■ Problem details
Begin at the line containing "Might I ask you to indicate the brick" and restate it and each line after it exactly, up to and including the last line below. Leave pictures out.

■ Photo-based referring expression data
━━━━━━━━

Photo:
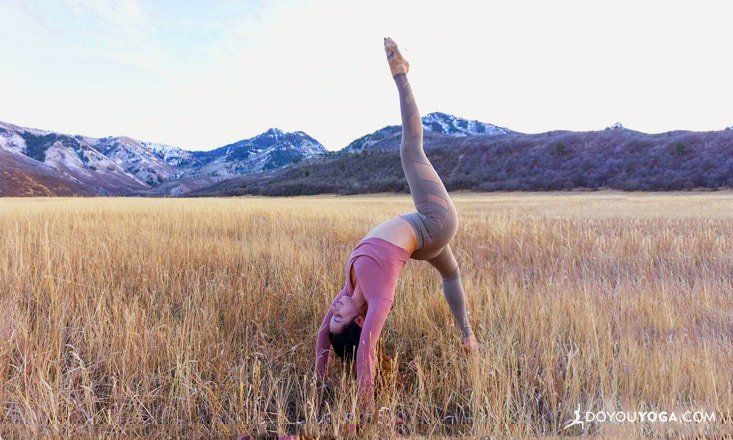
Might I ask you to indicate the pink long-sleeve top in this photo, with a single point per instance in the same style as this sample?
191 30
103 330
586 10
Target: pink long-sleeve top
377 264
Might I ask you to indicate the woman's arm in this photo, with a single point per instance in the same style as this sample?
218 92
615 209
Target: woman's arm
323 343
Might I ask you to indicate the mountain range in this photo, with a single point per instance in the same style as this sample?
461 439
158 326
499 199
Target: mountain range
468 154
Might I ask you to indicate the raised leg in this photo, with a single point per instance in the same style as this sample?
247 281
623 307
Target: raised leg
436 220
447 265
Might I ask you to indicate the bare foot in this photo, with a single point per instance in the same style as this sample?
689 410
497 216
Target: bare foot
397 63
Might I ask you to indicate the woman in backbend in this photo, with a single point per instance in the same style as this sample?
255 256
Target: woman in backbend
357 314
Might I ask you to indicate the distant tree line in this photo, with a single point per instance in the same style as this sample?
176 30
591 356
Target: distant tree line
561 160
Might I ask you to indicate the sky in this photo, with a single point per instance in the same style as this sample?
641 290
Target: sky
201 74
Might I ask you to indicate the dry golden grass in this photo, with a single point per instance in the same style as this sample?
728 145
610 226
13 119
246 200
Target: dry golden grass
196 318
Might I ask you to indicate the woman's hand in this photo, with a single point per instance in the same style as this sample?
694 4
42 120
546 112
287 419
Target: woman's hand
470 344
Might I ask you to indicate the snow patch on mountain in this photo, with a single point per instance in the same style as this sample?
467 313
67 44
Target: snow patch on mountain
438 122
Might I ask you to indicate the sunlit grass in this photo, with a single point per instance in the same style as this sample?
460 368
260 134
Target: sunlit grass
197 317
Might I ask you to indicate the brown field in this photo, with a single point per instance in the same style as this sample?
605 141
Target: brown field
196 318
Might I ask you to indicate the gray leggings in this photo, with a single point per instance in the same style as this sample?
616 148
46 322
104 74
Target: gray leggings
436 220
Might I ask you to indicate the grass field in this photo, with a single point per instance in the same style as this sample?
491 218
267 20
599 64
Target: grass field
196 318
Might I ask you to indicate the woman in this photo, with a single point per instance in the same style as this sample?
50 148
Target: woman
357 314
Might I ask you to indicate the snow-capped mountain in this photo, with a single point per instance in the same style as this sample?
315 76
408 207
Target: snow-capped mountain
436 122
269 150
124 166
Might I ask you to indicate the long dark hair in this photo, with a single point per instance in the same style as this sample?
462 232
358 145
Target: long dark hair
346 342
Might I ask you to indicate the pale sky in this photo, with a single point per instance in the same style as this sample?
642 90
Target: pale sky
202 74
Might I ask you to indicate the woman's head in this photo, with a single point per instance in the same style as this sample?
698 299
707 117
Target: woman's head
345 327
346 342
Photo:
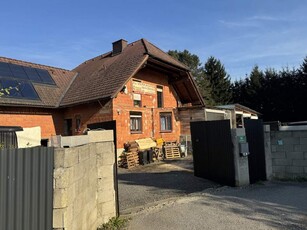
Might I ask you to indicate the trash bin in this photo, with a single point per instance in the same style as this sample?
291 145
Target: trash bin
150 156
8 138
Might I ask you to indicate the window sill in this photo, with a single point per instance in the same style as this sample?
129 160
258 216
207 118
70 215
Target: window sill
166 131
135 132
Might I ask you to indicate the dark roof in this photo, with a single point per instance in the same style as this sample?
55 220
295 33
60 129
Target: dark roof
104 76
50 95
238 107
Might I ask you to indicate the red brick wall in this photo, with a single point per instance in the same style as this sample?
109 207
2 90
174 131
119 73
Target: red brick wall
123 105
50 121
88 113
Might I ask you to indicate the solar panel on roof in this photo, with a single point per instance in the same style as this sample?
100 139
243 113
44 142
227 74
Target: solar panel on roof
5 70
16 80
11 88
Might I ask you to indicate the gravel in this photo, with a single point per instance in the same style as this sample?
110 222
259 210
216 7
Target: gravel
274 205
154 182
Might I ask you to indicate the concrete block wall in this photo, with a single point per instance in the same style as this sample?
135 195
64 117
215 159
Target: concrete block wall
84 195
289 154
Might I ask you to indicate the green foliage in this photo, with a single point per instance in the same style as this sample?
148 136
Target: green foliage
115 223
193 63
219 81
278 95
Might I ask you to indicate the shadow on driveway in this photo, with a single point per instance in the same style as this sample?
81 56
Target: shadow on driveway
159 181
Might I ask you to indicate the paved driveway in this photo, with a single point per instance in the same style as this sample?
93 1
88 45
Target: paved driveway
144 185
274 205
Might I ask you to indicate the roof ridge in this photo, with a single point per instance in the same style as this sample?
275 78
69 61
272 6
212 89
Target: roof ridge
106 54
32 63
163 52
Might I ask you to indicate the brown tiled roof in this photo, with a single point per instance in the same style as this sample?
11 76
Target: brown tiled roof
103 76
50 95
98 78
156 52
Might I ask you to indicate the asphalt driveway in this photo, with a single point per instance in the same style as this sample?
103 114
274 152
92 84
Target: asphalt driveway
144 185
272 205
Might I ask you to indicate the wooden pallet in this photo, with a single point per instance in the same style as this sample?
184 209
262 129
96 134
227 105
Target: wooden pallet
132 159
172 152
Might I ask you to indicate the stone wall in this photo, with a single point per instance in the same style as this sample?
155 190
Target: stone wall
84 195
289 154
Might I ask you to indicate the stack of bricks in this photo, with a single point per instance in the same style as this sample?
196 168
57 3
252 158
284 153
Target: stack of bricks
84 195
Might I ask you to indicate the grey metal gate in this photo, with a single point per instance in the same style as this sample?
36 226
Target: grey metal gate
26 188
213 155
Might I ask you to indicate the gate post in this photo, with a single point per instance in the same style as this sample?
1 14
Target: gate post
268 152
240 163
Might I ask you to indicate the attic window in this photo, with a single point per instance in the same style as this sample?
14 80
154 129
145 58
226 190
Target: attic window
137 100
135 122
160 96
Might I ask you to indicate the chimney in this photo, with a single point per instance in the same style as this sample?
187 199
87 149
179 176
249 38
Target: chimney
119 46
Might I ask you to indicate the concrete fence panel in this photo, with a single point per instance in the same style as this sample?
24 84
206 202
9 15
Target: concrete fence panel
84 194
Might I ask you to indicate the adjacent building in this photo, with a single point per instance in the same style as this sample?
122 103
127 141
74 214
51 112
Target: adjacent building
136 89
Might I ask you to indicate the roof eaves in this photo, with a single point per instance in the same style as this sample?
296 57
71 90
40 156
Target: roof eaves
146 48
66 90
134 72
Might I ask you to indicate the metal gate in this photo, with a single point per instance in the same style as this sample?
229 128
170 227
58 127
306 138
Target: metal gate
213 155
256 159
26 188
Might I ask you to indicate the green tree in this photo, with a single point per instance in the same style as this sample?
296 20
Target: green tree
303 67
219 81
193 63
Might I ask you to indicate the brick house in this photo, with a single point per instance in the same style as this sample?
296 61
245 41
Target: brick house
137 85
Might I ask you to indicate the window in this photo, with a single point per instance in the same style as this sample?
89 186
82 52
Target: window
68 127
135 122
137 100
166 122
160 96
78 123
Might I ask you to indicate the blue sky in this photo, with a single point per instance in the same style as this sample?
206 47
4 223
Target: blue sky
241 33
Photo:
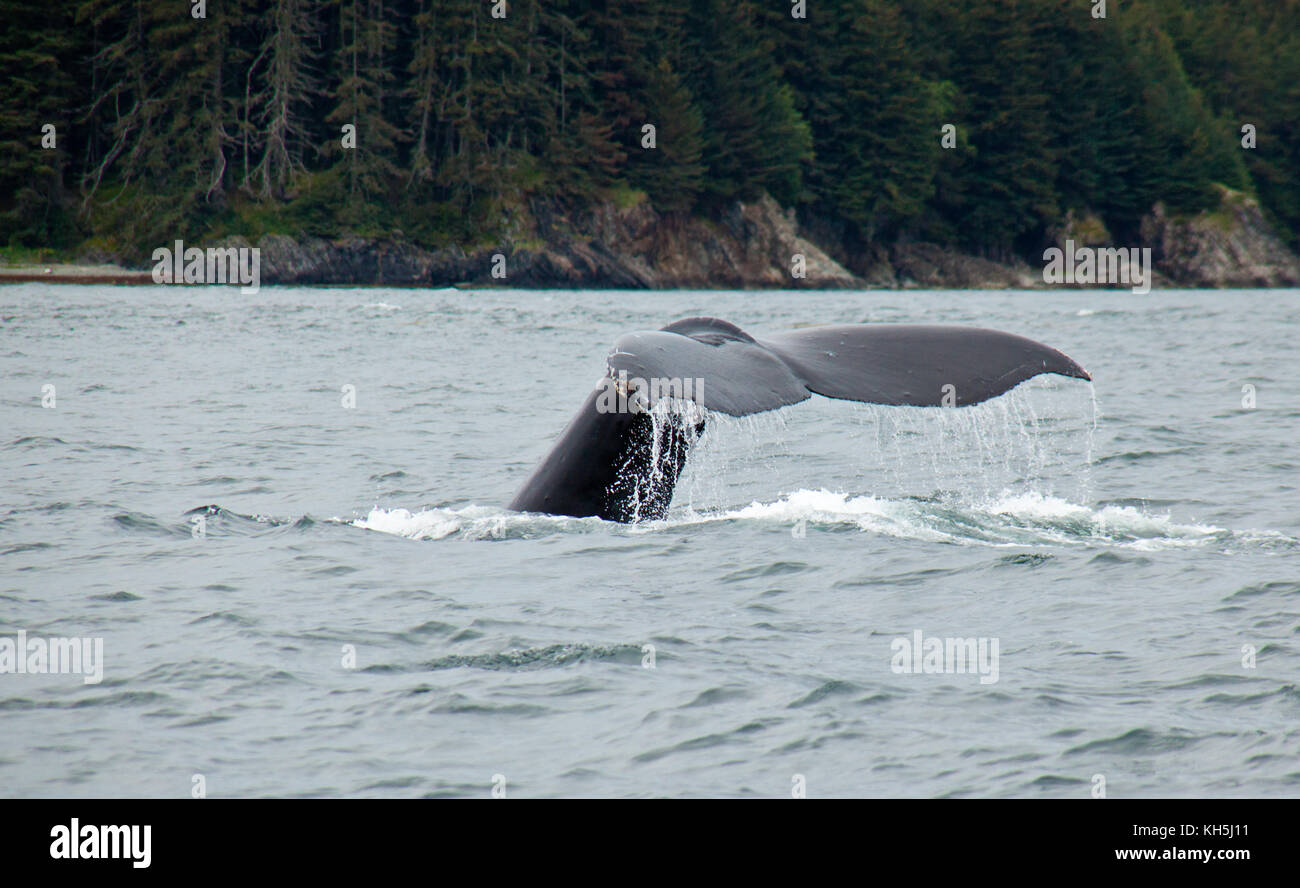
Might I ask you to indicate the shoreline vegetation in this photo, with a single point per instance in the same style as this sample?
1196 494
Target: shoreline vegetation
651 143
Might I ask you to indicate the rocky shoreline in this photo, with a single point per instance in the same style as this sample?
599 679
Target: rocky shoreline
752 245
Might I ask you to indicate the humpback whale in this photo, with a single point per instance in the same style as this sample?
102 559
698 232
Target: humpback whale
620 457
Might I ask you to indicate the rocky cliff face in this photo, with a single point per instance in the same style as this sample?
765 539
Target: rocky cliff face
758 245
753 245
1233 246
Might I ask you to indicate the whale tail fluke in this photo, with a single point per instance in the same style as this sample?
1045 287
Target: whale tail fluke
619 462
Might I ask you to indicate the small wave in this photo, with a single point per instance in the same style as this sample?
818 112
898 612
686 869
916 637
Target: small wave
468 523
1010 519
1021 519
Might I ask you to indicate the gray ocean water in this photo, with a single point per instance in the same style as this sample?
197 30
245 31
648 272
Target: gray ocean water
1131 546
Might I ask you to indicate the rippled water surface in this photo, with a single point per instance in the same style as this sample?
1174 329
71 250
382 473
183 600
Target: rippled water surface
1126 545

━━━━━━━━

■ Expected output
Might I ask you to indicate the brick house in this photo, with a single point per instance in the same style as this sample?
296 61
245 41
Target: brick house
137 85
Might I ask you to indicate the window in this photo, with a single point per instance in the same style as this sample?
89 186
82 52
Target: window
68 127
135 122
137 100
166 122
160 96
78 123
Might I ask you to indicate the blue sky in this photo, with a single point per instance in the same style as this sample?
206 47
4 223
Target: blue sky
241 33
Photo:
Might I ask you to indicate the shoreline vegetation in this photo, with a single point per instance in the same style as this sample?
1196 494
Target: shoreline vegetation
651 143
Might I ask you to indicate the rocky shoreline in this photo, with a single point per instance in the same style as this sample?
599 679
Target: rocky shoreline
752 245
Might I ask you to indicate the humpback whale in this photo, with a single point per instance in the same style as this sample?
102 559
698 232
Target: humpback whale
620 457
Might I ask you to indicate the rocky cliff face in this photo, with a single point per instance in the same style as this sample?
765 539
Target: rocky cliff face
758 245
753 245
1233 246
Might I ask you to indicate the whale tail fluke in this photo, with a single point per instance in the same style as this sample?
1045 287
Target: whale tail fluke
619 462
Might I ask you to indicate the small wave in this photo, with a single point per instance in the same style as this sample?
818 112
898 612
686 869
916 637
Target: small wave
468 523
1010 519
1021 519
Might I ask you to indicate the gray ocean water in this photo, with a single point per instance in the same style as this sample?
197 30
245 31
648 272
Target: gray ocean water
1131 546
Might I ask you to indicate the rippled water surface in this photo, with a single point per instance in the same style as this sample?
1174 329
71 250
382 473
183 600
Target: rippled water surface
1126 545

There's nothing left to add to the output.